* INFORMATION SHOWN
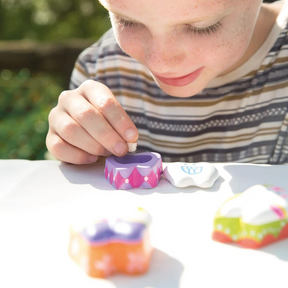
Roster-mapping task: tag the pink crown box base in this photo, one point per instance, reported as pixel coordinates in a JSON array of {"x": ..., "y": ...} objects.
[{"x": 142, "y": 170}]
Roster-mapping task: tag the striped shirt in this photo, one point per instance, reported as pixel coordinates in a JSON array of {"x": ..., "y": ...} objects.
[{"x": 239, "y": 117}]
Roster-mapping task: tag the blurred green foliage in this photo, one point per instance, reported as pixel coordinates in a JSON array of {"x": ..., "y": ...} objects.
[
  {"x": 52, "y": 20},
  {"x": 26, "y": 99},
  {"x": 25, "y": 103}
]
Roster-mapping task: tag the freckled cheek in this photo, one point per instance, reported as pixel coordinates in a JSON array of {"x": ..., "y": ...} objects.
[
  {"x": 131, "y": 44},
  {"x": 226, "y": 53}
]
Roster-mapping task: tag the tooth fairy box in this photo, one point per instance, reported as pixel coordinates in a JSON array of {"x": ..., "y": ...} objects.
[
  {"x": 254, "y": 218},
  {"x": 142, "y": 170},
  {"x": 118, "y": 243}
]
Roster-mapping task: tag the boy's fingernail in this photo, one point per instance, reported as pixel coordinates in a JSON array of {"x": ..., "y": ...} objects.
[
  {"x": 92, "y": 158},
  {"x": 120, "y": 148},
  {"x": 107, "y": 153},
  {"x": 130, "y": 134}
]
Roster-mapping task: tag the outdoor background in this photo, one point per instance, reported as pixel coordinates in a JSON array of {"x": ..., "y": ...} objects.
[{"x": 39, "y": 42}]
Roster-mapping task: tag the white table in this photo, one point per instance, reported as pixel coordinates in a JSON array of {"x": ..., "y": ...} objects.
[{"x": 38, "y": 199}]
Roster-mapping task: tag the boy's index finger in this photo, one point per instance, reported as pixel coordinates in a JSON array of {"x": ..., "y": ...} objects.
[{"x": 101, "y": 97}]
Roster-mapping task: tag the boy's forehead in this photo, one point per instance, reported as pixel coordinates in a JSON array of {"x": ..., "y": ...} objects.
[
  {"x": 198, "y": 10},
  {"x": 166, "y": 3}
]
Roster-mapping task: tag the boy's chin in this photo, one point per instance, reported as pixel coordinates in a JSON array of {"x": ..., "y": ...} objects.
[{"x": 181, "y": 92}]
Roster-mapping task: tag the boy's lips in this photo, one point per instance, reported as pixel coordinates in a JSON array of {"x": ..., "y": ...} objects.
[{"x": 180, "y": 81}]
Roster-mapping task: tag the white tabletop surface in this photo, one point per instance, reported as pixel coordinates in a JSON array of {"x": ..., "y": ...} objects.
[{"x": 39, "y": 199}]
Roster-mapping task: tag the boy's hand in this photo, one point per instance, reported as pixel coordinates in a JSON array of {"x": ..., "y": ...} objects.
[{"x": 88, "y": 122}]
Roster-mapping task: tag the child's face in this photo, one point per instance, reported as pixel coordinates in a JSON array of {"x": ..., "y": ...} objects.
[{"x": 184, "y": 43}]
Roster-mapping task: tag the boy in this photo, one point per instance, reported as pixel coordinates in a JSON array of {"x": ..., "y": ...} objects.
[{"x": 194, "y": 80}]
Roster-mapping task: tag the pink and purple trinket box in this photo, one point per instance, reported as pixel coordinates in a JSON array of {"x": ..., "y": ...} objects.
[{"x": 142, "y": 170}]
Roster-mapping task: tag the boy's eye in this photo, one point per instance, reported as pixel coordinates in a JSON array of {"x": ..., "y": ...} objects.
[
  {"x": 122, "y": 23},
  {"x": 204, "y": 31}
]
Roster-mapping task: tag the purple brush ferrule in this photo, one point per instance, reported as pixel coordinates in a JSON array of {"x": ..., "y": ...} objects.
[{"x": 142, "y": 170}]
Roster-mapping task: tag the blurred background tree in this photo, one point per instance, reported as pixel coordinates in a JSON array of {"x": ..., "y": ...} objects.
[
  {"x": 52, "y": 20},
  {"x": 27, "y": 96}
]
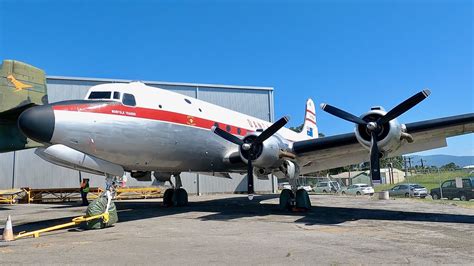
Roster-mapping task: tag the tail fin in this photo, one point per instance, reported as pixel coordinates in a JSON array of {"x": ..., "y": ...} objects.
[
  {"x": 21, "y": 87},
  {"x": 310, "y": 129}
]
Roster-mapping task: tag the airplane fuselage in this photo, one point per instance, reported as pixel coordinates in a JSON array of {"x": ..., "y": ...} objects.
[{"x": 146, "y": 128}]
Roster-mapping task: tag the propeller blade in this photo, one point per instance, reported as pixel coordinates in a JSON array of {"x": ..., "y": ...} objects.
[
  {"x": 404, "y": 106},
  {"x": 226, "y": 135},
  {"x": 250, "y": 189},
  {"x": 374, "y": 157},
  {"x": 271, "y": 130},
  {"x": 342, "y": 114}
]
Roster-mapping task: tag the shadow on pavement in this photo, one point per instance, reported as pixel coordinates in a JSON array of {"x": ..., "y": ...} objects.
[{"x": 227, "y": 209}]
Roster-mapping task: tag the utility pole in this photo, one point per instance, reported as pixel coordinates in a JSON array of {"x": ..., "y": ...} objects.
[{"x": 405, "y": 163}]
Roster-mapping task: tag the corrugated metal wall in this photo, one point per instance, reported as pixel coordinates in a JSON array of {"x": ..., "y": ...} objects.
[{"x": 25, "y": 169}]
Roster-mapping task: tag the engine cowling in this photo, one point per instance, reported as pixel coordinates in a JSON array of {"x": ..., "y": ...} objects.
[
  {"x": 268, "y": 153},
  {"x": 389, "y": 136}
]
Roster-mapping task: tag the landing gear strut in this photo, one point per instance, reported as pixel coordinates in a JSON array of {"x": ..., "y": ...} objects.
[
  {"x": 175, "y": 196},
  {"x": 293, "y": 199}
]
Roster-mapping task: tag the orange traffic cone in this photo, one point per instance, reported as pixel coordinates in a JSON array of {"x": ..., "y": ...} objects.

* STATED TASK
Leave out the pictures and transcribe the entries above exactly.

* COMPLETE OUTPUT
Roster-mapping task: tag the pink crown box base in this photo, one point per instance, reported as pixel coordinates in a JSON array of {"x": ..., "y": ...} objects.
[{"x": 142, "y": 170}]
Roster-mapping task: tag the striped shirt in this photo, one point per instance, reported as pixel coordinates in a JSON array of {"x": ..., "y": ...} objects.
[{"x": 239, "y": 117}]
Roster-mapping task: tag the blurred green foliage in this photo, one point per instance, reported as pixel coordinates in a JSON array of {"x": ..., "y": ...} objects.
[
  {"x": 52, "y": 20},
  {"x": 26, "y": 99},
  {"x": 25, "y": 103}
]
Roster-mapping task: tag the freckled cheek in this photo, one point per instance, reported as pixel coordinates in a JSON array of {"x": ..., "y": ...} objects.
[
  {"x": 131, "y": 44},
  {"x": 226, "y": 53}
]
Roster-mapping task: tag the tooth fairy box in this photo, one point per instance, reported as pixel coordinates in a JSON array of {"x": ..., "y": ...} objects.
[
  {"x": 254, "y": 218},
  {"x": 142, "y": 170},
  {"x": 118, "y": 243}
]
Roster-mapping task: tag the boy's fingernail in this photo, one point per instance, reported as pixel coordinates in a JSON array of {"x": ..., "y": ...} objects.
[
  {"x": 92, "y": 158},
  {"x": 120, "y": 148},
  {"x": 107, "y": 153},
  {"x": 130, "y": 134}
]
Roster-mapping task: tag the outdoor background in this photo, one point per instance, reported as pixel coordinates in a JSON array of {"x": ..., "y": ...} objects.
[{"x": 39, "y": 42}]
Roster-mapping task: tag the white table in this photo, one point per instance, reported as pixel coordinates in a JSON array of {"x": ..., "y": ...} objects.
[{"x": 38, "y": 199}]
Roster-mapping task: tag the boy's index finger in this photo, one point per instance, reported as pixel coordinates in a JSON array of {"x": ..., "y": ...} objects.
[{"x": 101, "y": 97}]
Roster-mapping task: tag the boy's forehead in this photo, one point per instance, reported as pixel coordinates in a JSON array of {"x": ..., "y": ...} objects.
[
  {"x": 198, "y": 10},
  {"x": 166, "y": 3}
]
Roster-mapping task: tag the boy's chin in this photo, one point per instance, reported as pixel coordinates in a JSON array of {"x": ..., "y": ...} objects.
[{"x": 181, "y": 92}]
Roster-mapping task: tag the boy's lips in this photo, one point per instance, reported as pixel coordinates in a JSON array of {"x": ..., "y": ...} objects.
[{"x": 180, "y": 81}]
Roster-mapping task: tag the white tabletop surface in this photo, one point per instance, reported as pixel coordinates in a JSON array of {"x": ..., "y": ...} objects.
[{"x": 39, "y": 199}]
Roster-mapping task: tag the boy's hand in this photo, one point per instance, reported as pixel coordinates in a JSON array of {"x": ..., "y": ...} objects.
[{"x": 88, "y": 122}]
Roster-mapping task: tag the child's face in this photo, one point per instance, reported as pixel coordinates in a JSON array of {"x": ..., "y": ...} objects.
[{"x": 184, "y": 43}]
Roster-mapping task: tag the boy in this photo, one point per instance, reported as pixel coordinates in a JSON array of {"x": ..., "y": ...} objects.
[{"x": 194, "y": 80}]
Roster-mapping task: tag the pink and purple trinket box in this photo, one point per instance, reported as pixel coordinates in a JSON array of {"x": ..., "y": ...} objects.
[{"x": 142, "y": 170}]
Roster-mapping task: tag the boy's eye in this photo, one point per instance, reported as pixel coordinates in a JSON array of {"x": ..., "y": ...} objects.
[
  {"x": 122, "y": 23},
  {"x": 204, "y": 31}
]
Roster-mapping task: tag the purple brush ferrule in this photo, one point per instance, reported as pixel coordinates in a JSON array of {"x": ..., "y": ...} objects.
[{"x": 142, "y": 170}]
Roster-mapping task: tag the blurred background tree in this photo, one point per instance, reported as pixel coordinates in a JSON array of {"x": ..., "y": ...} objects.
[
  {"x": 52, "y": 20},
  {"x": 27, "y": 96}
]
Roster-mapping task: tag the tail fin in this photo, one point per instance, reported as pixel coordinates in a JSON array of {"x": ..., "y": ...} objects.
[
  {"x": 21, "y": 87},
  {"x": 310, "y": 129}
]
Roster-mapping task: tag the airplane fuselage in this photo, one point per instance, reported as pixel coordinates in a JSON array of {"x": ..., "y": ...} objects.
[{"x": 146, "y": 128}]
Roster-mapping task: tag the propeller blade in this photo, one point per instance, reported as pixel coordinates in a JSON array of {"x": ..., "y": ...} objects.
[
  {"x": 404, "y": 106},
  {"x": 226, "y": 135},
  {"x": 250, "y": 189},
  {"x": 374, "y": 157},
  {"x": 271, "y": 130},
  {"x": 342, "y": 114}
]
Roster-mapping task: tag the shadow on pavement in this photo, one point per instance, reported as pixel coordinates in a JSON array of {"x": ..., "y": ...} objects.
[{"x": 227, "y": 209}]
Roster-mapping task: tag the utility pole in this photo, one point per instance, reported as pixel coordinates in a JSON array of {"x": ..., "y": ...} objects.
[{"x": 405, "y": 163}]
Roster-mapping task: tag the corrugated metal wall in this photo, one point per instance, reported as pixel coordinates in a JSON array of {"x": ..., "y": ...} objects.
[{"x": 25, "y": 169}]
Roster-mapping task: tag the engine cowling in this photo, one point per instance, reported as pixel coordinates in a JSON array of {"x": ..., "y": ...} objects.
[
  {"x": 268, "y": 153},
  {"x": 389, "y": 136}
]
Roster-mapping task: tag the landing gear strut in this photo, one point per instance, reported as pixel coordinates in a JSON array of {"x": ..., "y": ...} objects.
[
  {"x": 175, "y": 196},
  {"x": 293, "y": 199}
]
Roster-mapping task: tag the orange traffic cone in this photo, one point per instance, reported as pixel coordinates in a JSON array of {"x": ..., "y": ...} objects.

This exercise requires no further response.